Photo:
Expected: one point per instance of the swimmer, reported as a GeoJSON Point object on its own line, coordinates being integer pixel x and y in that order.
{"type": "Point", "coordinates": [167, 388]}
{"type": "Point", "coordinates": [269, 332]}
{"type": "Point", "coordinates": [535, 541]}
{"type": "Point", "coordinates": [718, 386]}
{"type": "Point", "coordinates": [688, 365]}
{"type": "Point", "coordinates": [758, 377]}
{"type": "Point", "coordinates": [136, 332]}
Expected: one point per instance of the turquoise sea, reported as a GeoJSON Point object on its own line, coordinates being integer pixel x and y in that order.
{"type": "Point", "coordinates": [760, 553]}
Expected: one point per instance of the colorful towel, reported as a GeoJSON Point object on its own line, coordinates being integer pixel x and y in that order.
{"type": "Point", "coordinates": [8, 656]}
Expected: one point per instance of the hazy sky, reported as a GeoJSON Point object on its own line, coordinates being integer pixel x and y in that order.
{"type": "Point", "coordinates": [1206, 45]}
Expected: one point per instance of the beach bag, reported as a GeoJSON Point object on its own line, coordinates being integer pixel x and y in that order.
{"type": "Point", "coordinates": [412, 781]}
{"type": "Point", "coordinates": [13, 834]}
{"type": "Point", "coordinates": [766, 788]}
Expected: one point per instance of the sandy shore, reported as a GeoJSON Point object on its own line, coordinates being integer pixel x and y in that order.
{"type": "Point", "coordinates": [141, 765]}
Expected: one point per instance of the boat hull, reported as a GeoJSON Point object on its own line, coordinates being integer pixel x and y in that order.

-------------------------

[WHAT NEEDS TO BE DONE] Return all of the material exactly as written, from the first line through the last.

[YOUR RESPONSE]
Photo:
Expected: one point per instance of the swimmer, reported as a GeoJSON Point object on its own line, coordinates being integer pixel x and y in that order.
{"type": "Point", "coordinates": [167, 388]}
{"type": "Point", "coordinates": [269, 332]}
{"type": "Point", "coordinates": [535, 541]}
{"type": "Point", "coordinates": [718, 386]}
{"type": "Point", "coordinates": [688, 365]}
{"type": "Point", "coordinates": [758, 377]}
{"type": "Point", "coordinates": [136, 332]}
Expected: one point per instance of the turquoise sea, reported as a GeoJSON Point object on its own line, coordinates being integer pixel x and y in that order.
{"type": "Point", "coordinates": [760, 553]}
Expected: one point per instance of the colorful towel, reported as a GeoJSON Point object on its own line, coordinates being integer pixel x and y in that order.
{"type": "Point", "coordinates": [8, 656]}
Expected: one point per instance of the hazy sky, reported as a GeoJSON Point object on its own line, coordinates being integer pixel x and y in that order.
{"type": "Point", "coordinates": [1206, 45]}
Expected: one point per instance of the beach bag, reported as a GeoJSON Point object on its own line, coordinates being integer pixel x and y in that order.
{"type": "Point", "coordinates": [412, 781]}
{"type": "Point", "coordinates": [13, 834]}
{"type": "Point", "coordinates": [766, 788]}
Expected: one point per instance of the sandy shore, reported as a GeoJSON Point object on its own line, coordinates being integer pixel x and y in that order.
{"type": "Point", "coordinates": [141, 765]}
Expected: one point per instance of the boat hull, reported as a GeoJSON Point object on its own line, coordinates being integer pixel x and y in that order.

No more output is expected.